▸ Instructions for the task: Would you reproduce exactly the lines below from the one holding "Task: point out the autumn" through the one holding "[[265, 368], [18, 185], [427, 375]]", inclusive, and no others?

▸ Provided records:

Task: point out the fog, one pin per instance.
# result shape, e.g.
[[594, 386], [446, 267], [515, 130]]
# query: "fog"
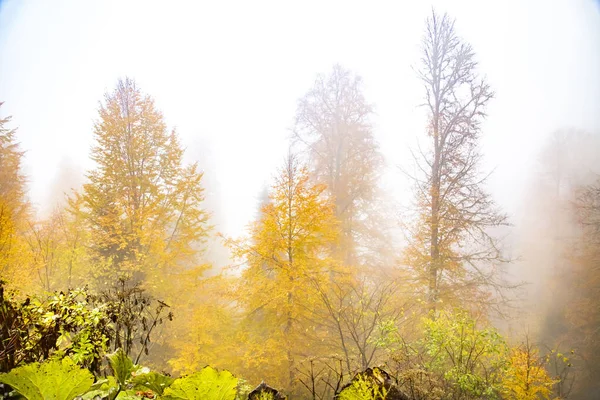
[[228, 77]]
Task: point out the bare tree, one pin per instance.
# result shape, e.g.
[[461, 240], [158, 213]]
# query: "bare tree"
[[332, 124], [451, 245]]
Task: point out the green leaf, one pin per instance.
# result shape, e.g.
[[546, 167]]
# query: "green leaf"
[[153, 381], [207, 384], [121, 366], [55, 380]]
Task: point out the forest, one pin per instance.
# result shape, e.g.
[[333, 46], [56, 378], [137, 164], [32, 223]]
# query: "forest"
[[331, 292]]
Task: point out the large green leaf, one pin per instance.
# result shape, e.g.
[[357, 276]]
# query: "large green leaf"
[[207, 384], [153, 381], [52, 380], [121, 366]]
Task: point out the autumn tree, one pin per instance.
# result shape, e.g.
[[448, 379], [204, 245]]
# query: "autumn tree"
[[333, 126], [451, 247], [526, 377], [288, 249], [14, 208], [142, 209], [143, 205]]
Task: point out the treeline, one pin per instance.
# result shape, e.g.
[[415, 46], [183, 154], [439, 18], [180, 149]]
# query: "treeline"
[[319, 289]]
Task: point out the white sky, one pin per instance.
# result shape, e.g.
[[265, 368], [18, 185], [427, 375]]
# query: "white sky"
[[228, 75]]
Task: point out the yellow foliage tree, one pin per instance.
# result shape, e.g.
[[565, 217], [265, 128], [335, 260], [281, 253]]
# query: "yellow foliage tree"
[[14, 211], [143, 208], [142, 204], [526, 378], [288, 251]]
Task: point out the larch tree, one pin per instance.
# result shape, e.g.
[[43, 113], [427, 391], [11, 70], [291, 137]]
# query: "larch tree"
[[143, 206], [288, 250], [333, 125], [450, 246], [14, 209]]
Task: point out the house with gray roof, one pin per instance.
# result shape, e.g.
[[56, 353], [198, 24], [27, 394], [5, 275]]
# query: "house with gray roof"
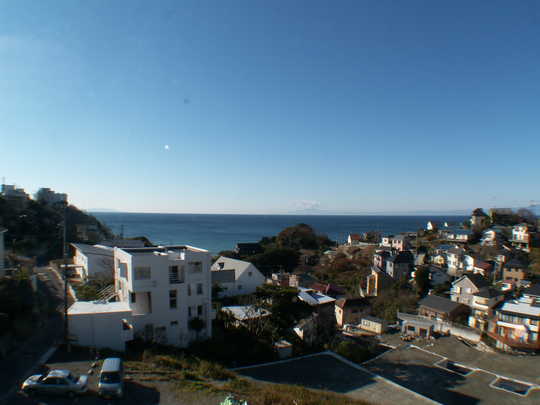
[[235, 277], [93, 261], [435, 307]]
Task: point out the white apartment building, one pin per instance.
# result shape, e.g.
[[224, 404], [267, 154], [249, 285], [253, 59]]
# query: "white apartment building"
[[48, 196], [166, 287], [159, 291]]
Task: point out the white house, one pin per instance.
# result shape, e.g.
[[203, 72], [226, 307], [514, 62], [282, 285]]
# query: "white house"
[[353, 239], [236, 277], [48, 196], [2, 251], [93, 261], [521, 237], [159, 291]]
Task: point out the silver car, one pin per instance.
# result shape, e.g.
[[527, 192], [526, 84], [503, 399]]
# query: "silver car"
[[56, 382]]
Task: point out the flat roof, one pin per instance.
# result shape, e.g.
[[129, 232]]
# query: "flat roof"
[[97, 307], [162, 249]]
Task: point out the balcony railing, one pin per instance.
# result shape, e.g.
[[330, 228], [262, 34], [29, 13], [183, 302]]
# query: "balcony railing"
[[175, 279]]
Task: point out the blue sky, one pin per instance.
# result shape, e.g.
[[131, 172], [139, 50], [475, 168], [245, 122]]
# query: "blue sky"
[[272, 106]]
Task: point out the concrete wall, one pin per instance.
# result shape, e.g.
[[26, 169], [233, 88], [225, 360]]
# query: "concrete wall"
[[100, 330]]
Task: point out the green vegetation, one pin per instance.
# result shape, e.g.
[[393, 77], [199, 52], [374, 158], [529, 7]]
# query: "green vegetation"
[[188, 373], [37, 229]]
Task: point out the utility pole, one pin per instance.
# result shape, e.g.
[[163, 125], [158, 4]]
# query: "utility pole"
[[64, 243]]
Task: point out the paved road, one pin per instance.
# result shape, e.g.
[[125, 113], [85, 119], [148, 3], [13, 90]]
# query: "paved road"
[[13, 369]]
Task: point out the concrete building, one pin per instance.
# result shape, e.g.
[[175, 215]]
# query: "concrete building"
[[516, 325], [93, 261], [159, 290], [350, 310], [16, 196], [101, 324], [235, 277], [2, 251], [49, 197]]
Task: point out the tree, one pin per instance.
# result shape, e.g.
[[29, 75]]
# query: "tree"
[[275, 259], [196, 324], [526, 215], [421, 279]]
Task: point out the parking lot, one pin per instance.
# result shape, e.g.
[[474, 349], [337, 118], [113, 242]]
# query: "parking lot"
[[461, 380], [139, 388], [329, 372]]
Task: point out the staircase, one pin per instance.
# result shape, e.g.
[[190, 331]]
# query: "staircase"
[[106, 294]]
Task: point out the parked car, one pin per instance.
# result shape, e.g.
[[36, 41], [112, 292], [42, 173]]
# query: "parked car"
[[111, 378], [56, 382]]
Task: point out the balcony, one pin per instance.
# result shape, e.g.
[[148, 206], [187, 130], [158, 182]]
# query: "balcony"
[[143, 285], [515, 343]]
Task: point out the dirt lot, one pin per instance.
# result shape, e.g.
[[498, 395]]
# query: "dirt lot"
[[429, 374], [139, 388]]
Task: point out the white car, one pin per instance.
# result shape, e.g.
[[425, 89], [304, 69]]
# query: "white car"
[[56, 382]]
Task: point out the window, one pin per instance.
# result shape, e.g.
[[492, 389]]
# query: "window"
[[172, 299], [176, 275], [142, 273], [196, 267]]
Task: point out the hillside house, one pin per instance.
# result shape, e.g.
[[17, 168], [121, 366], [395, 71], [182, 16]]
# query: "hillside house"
[[522, 237], [351, 310], [515, 270], [466, 286], [93, 261], [159, 290], [435, 307], [482, 304], [235, 277], [479, 218], [248, 249], [516, 325], [354, 239]]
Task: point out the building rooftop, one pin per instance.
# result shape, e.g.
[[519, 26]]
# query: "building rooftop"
[[519, 307], [223, 276], [352, 302], [163, 249], [533, 290], [97, 307], [312, 297], [246, 312]]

▸ Response for this exercise:
Task: point out the autumn tree, one pin per instance.
# result shape, e.g.
[[448, 379], [204, 245]]
# query: "autumn tree"
[[333, 126], [451, 247], [526, 377], [288, 249], [14, 208], [142, 209], [143, 205]]
Task: point out the treeline, one pin per instance.
# result shape, e.g.
[[415, 46], [183, 154], [439, 18], [180, 149]]
# query: "treeline"
[[319, 289]]
Task: point out the white sky, one pin per instance.
# result shape, e.g.
[[265, 368], [18, 185], [427, 375]]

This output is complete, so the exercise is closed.